## Request A
Copy out the part of the listing that opens with the line containing "- **Target**: pale blue sky" and runs through the end of the listing, keeping every line. Shift each bounding box coordinate up by 98.

** start Quoted passage **

24/F HKRI Centre Two

HKRI Taikoo Hui

288 Shi Men Yi Road

Shanghai 200041, PRC

 

  

To: LAIX Inc.

August 31, 2018

Re: Legal Opinion on Certain PRC Law Matters

Dear Sirs,

We are lawyers qualified in the People’s Republic of China (the “PRC,” which, for the purpose of this opinion, does not include the Hong Kong Special Administrative Region, the Macau Special Administrative Region and Taiwan) and are qualified to issue an opinion on PRC Laws (as defined below).

** end Quoted passage **

## Request B
Extend the legal opinion letter to LAIX Inc. past its last sentence.

** start Record set **

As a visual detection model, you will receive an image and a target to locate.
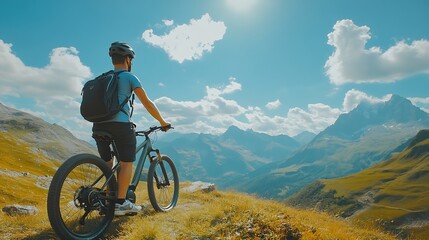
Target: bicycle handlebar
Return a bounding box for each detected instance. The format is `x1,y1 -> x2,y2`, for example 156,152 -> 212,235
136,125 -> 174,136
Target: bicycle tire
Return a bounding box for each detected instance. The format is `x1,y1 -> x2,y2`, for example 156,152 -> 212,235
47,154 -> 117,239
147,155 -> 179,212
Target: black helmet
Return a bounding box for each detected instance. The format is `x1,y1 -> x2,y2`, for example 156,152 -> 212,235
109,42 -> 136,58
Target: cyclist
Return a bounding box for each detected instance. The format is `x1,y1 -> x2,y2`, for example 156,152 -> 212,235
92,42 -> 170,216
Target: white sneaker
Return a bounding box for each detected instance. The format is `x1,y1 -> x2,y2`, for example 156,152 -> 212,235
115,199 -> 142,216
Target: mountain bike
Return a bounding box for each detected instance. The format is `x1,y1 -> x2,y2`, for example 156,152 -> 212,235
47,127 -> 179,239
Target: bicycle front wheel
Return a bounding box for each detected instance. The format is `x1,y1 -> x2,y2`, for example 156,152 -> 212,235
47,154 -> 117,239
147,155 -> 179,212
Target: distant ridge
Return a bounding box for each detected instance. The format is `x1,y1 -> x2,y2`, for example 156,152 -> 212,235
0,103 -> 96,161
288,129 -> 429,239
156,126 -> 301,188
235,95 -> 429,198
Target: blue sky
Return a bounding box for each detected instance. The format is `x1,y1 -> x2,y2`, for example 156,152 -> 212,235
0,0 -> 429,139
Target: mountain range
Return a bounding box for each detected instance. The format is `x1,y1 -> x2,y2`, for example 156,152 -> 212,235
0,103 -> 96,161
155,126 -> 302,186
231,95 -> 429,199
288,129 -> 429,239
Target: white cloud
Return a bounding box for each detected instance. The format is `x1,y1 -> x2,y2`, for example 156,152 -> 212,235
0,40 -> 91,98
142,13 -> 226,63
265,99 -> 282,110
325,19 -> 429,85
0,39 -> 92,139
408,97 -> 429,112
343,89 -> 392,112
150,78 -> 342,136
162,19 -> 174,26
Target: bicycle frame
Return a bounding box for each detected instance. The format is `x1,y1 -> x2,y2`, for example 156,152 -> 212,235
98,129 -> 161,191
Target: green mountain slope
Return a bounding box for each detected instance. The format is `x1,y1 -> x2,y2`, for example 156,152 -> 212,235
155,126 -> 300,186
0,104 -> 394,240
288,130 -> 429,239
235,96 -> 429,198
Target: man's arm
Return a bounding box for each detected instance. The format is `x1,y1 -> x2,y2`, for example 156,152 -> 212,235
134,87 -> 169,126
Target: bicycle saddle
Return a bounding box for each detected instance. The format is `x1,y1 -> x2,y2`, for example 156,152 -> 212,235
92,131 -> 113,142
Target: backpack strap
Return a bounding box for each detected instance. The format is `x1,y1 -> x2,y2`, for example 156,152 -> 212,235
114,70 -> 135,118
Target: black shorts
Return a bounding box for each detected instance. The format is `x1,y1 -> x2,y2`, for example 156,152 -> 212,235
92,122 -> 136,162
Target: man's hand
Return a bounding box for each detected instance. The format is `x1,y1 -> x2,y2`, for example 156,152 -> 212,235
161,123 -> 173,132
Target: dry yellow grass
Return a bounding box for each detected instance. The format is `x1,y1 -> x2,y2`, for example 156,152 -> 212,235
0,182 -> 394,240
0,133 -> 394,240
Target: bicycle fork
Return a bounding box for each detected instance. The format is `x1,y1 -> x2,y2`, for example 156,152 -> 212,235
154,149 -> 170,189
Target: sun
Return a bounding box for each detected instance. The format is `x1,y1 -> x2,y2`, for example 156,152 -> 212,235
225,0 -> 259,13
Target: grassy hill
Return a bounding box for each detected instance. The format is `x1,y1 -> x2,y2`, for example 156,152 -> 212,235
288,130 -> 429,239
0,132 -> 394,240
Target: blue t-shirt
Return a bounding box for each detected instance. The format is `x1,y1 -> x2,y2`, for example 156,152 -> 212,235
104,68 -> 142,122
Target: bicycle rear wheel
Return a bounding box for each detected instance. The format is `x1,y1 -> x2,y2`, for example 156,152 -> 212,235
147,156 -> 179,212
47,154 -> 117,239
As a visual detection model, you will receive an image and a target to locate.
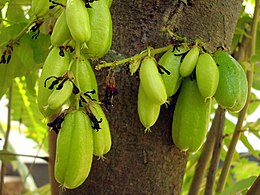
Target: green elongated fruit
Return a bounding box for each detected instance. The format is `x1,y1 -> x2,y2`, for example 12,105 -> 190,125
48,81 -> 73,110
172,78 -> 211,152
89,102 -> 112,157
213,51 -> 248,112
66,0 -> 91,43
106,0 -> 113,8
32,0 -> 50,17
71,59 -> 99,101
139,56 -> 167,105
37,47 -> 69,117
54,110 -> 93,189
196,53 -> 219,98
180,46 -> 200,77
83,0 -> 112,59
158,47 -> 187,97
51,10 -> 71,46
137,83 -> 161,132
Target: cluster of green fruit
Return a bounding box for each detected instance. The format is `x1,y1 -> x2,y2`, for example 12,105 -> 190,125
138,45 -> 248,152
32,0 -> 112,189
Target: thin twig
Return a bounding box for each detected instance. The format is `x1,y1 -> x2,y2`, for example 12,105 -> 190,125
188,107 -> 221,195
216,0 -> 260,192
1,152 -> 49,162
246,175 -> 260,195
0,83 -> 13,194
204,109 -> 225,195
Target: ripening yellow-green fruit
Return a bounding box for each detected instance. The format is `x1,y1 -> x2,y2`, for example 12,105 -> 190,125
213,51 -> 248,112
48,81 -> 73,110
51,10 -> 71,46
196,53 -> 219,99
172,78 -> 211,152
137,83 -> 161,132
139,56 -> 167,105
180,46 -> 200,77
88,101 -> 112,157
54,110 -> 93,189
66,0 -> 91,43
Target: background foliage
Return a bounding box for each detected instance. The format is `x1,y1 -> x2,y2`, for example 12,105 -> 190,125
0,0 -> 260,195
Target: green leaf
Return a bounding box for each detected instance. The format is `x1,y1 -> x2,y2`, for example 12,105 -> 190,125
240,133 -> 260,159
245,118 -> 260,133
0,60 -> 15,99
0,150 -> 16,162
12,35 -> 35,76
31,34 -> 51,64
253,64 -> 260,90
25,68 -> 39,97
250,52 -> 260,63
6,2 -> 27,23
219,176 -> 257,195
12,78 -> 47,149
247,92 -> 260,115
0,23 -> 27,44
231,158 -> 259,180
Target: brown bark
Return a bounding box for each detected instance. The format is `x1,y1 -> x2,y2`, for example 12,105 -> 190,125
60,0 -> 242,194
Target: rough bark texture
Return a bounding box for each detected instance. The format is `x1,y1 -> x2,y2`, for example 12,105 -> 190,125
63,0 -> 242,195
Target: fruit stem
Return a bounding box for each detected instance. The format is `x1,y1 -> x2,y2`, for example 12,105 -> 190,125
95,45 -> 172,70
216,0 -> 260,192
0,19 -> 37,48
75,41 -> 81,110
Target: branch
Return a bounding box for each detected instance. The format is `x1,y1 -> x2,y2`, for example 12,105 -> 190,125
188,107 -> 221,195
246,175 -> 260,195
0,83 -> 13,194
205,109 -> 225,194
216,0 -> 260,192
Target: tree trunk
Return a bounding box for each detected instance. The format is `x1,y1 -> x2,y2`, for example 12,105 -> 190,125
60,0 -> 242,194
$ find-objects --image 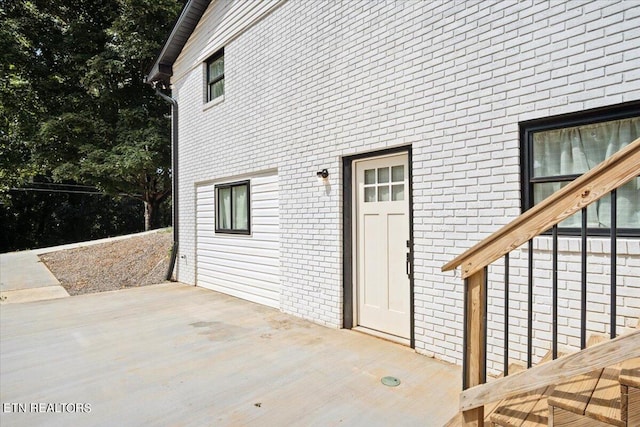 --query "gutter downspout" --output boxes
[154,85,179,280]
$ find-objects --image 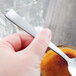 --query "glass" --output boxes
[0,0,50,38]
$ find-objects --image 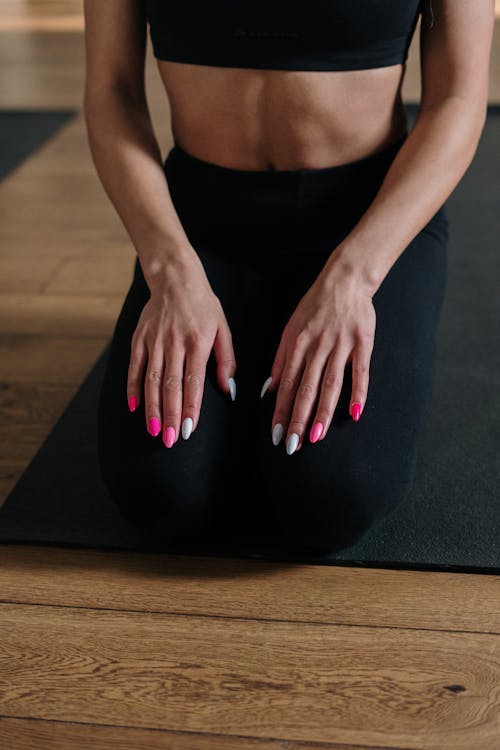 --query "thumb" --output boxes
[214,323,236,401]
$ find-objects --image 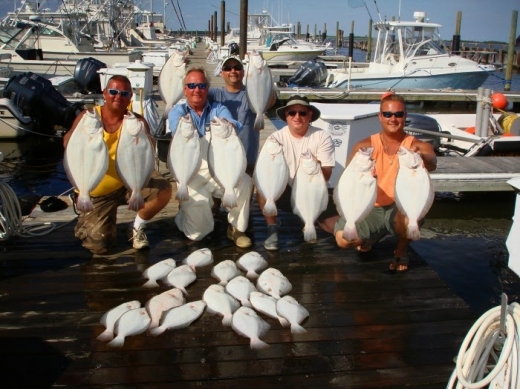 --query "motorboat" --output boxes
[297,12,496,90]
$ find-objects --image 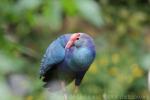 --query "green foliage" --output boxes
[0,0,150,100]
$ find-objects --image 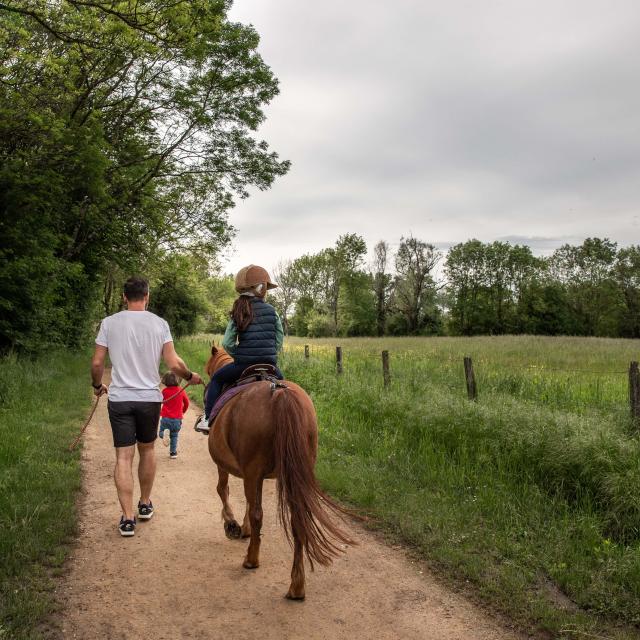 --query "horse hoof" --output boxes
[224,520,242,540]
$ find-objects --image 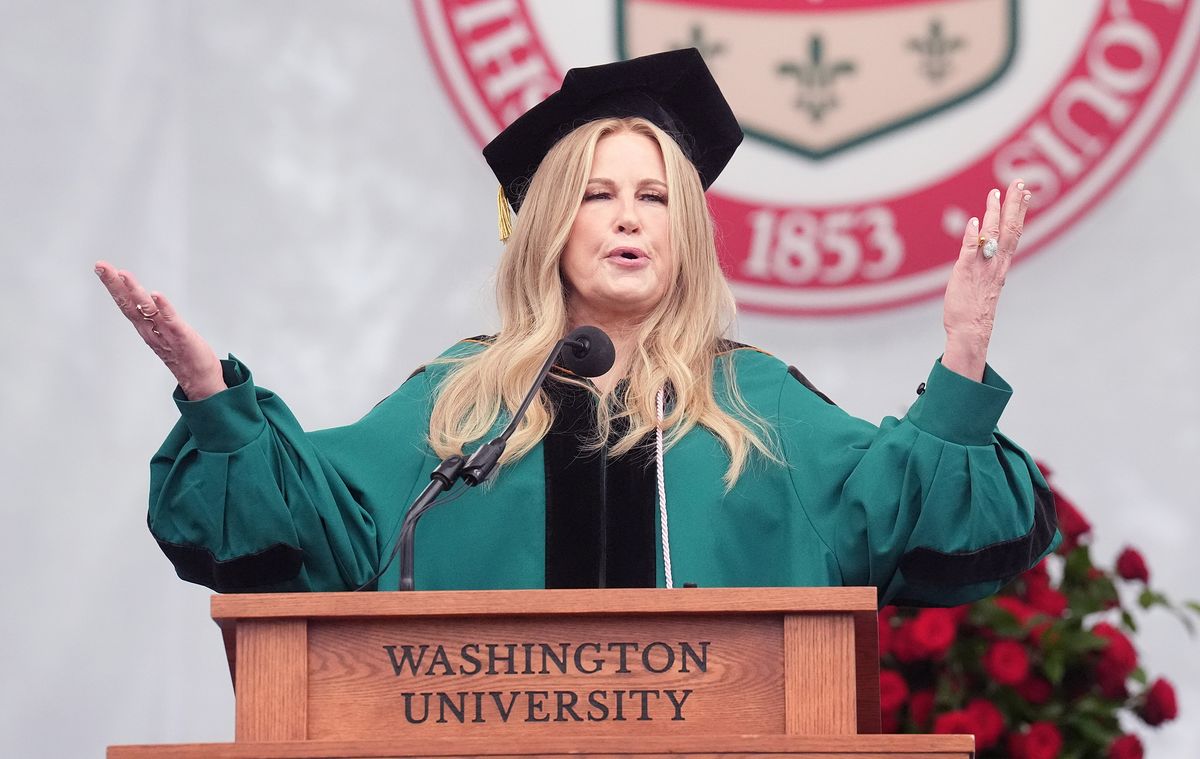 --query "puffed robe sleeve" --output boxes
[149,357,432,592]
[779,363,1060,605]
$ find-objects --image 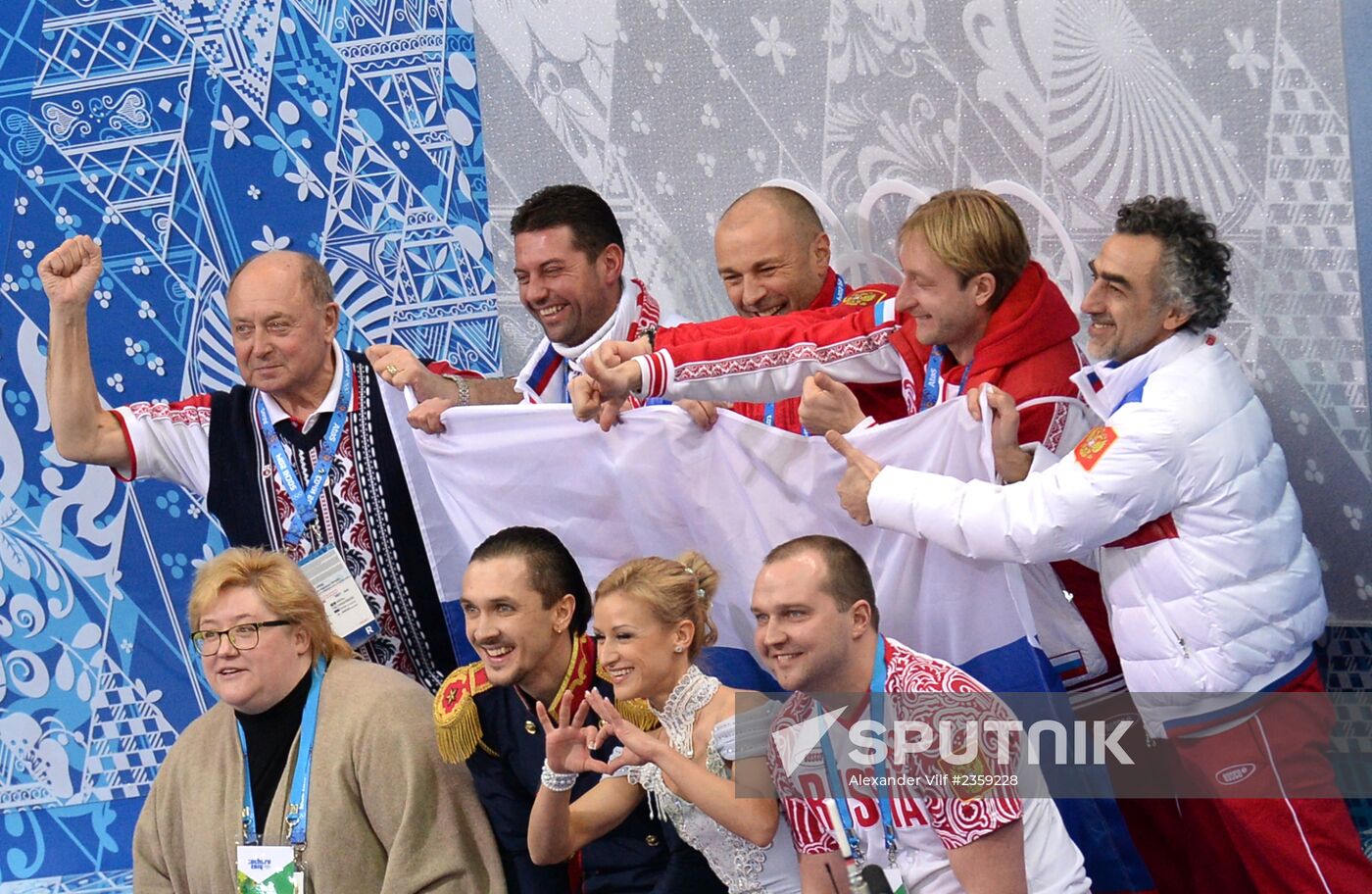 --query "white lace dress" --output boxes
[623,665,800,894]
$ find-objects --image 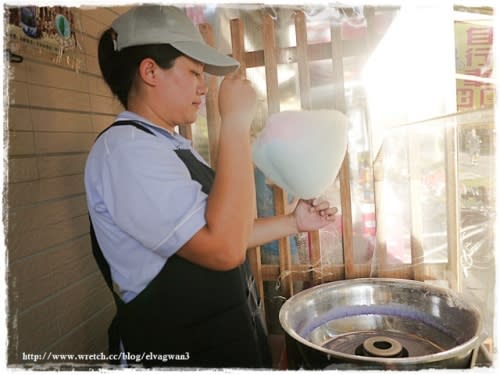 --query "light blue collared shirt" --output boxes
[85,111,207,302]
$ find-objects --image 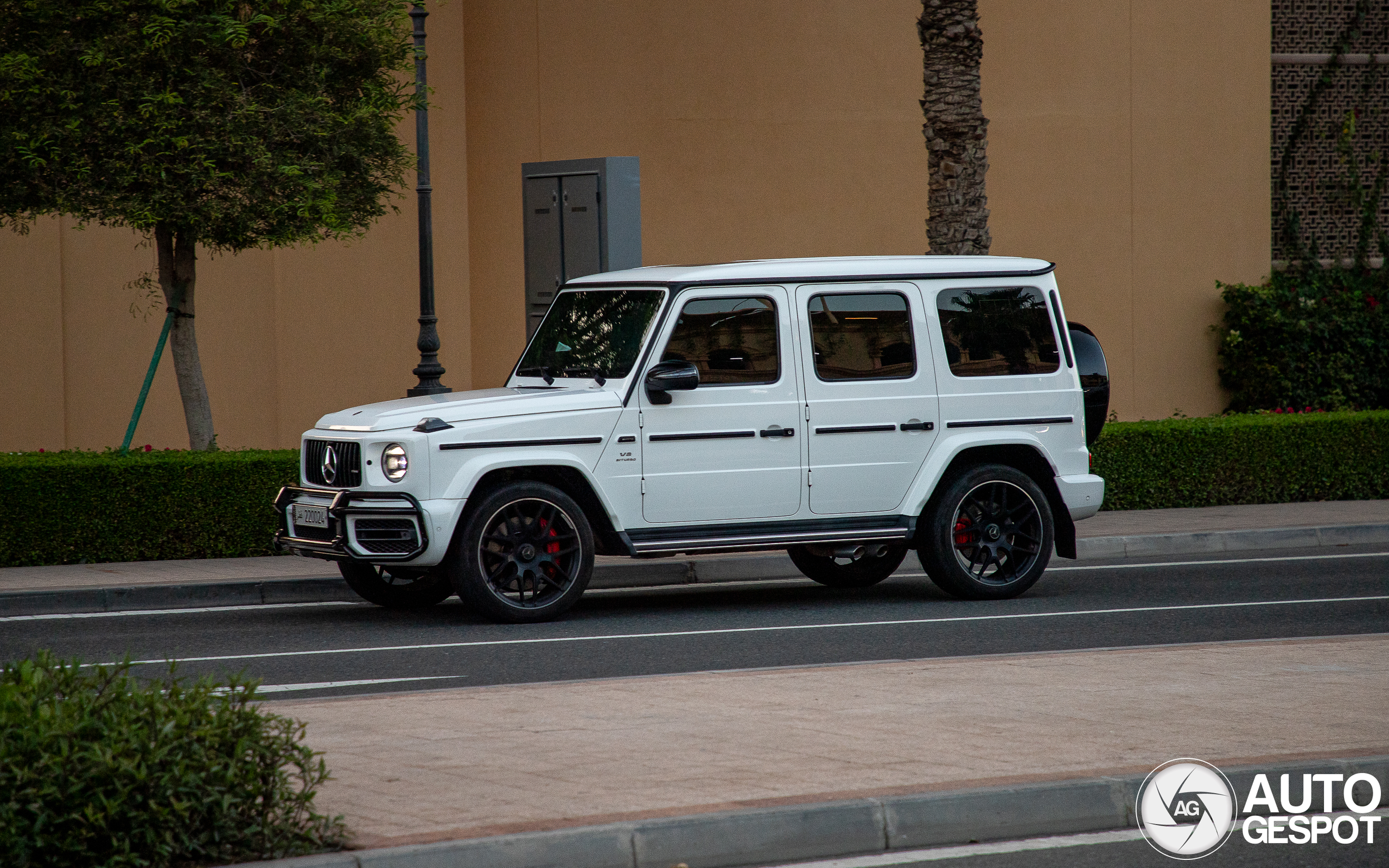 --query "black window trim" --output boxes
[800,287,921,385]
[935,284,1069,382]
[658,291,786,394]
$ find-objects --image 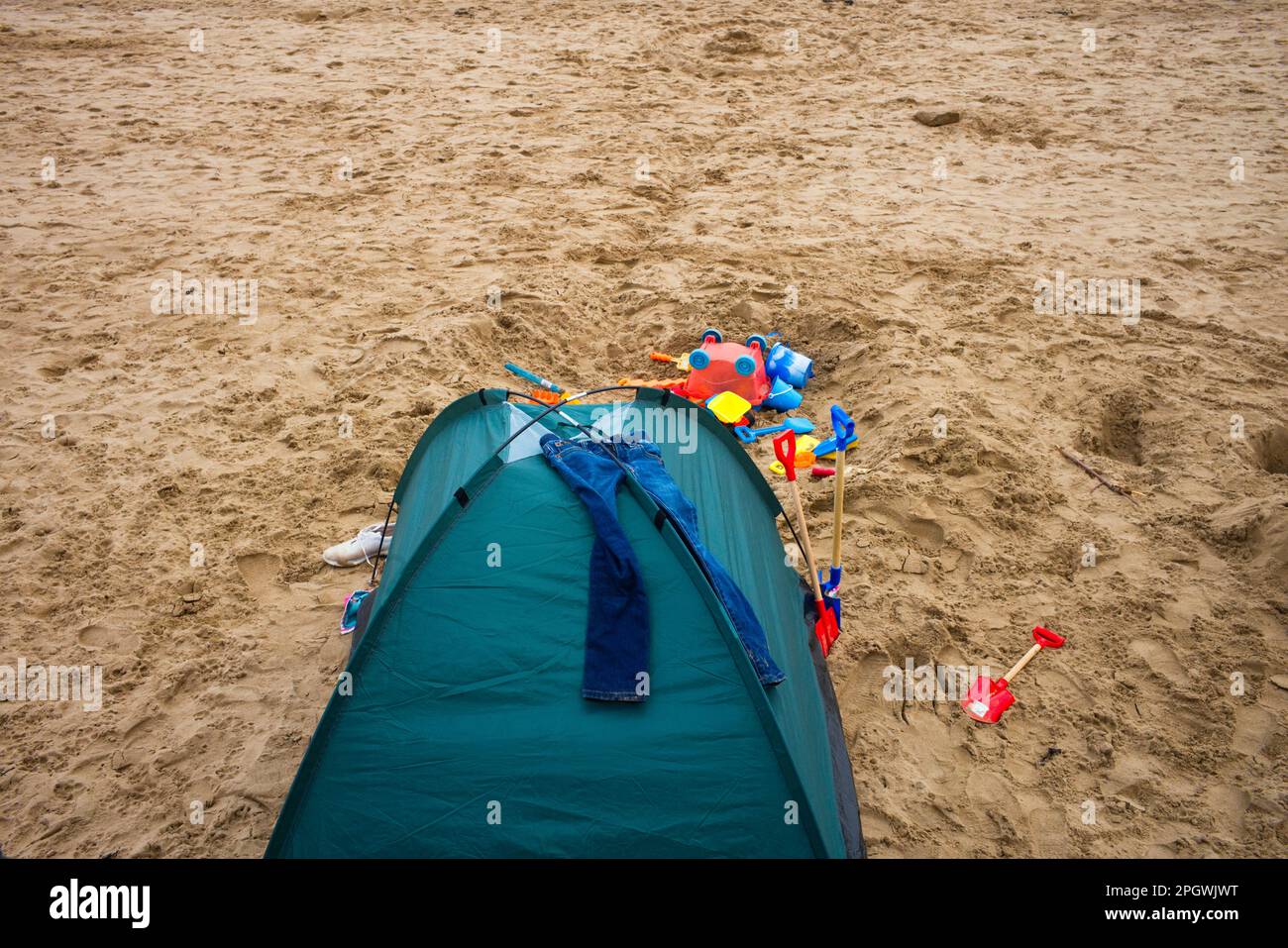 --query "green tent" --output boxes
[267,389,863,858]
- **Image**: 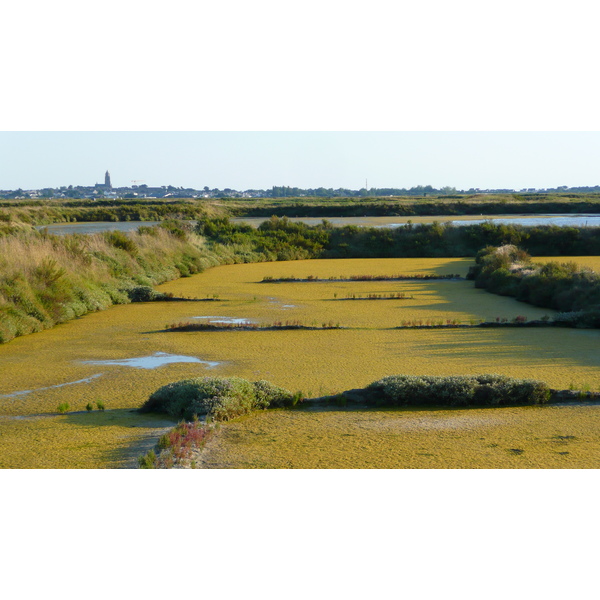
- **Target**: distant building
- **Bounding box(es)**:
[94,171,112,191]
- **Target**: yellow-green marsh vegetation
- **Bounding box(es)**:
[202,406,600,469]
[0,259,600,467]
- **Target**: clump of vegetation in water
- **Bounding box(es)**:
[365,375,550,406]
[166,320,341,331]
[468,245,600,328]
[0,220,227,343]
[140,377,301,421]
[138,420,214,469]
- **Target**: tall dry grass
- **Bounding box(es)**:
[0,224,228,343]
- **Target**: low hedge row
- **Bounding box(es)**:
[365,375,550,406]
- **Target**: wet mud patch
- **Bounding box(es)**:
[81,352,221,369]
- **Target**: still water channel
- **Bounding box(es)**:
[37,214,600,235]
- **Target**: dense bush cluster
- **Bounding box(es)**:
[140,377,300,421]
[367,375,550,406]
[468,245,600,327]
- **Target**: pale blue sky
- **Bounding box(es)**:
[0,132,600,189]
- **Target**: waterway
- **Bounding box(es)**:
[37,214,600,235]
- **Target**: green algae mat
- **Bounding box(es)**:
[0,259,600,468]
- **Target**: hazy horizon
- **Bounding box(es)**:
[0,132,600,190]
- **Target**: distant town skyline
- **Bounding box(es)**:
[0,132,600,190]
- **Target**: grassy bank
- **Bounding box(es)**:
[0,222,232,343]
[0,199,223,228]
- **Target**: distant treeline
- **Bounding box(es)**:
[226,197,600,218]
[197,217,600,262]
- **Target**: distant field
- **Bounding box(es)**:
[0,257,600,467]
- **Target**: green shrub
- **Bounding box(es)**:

** end Record set **

## Task response A
- **Target**: pale blue sky
- **Bounding box(es)**:
[98,230,698,287]
- **Target**: waterway
- **Bounding box(es)**:
[135,312,698,333]
- **Target**: green algae mat
- **Bounding box(es)**:
[98,357,698,566]
- **Target**: hazy horizon
- **Bounding box(es)**:
[98,230,698,288]
- **Target**: distant town skyline
- **Bounding box(es)**:
[98,230,698,288]
- **Target**: grassy bank
- **Bounding box(es)**:
[98,320,330,441]
[98,297,321,326]
- **Target**: distant treeline
- **Bounding box(es)**:
[324,295,698,316]
[295,315,698,360]
- **Target**: distant field
- **Bounding box(es)**:
[98,355,698,565]
- **Target**: green shrub
- **Bounding box(es)**:

## Task response B
We are acting as PRC legal counsel to LAIX Inc. (formerly known as LingoChamp Inc., the “Company”), solely in connection with (A) the Company’s registration statement on Form F-1, including all amendments or supplements thereto (the “Registration Statement”), filed by the Company with the U.S. Securities and Exchange Commission (the “SEC”) under the U.S. Securities Act of 1933, as amended, relating to the initial public offering (the “Offering”) by the Company of a certain number of the Company’s American depositary shares (the “ADSs”), each representing a certain number of ordinary share of par value US$0.001 per share of the Company, and (B) the proposed issuance and sale of the Company’s ADSs and the proposed listing and trading of the Company’s ADSs on the New York Stock Exchange.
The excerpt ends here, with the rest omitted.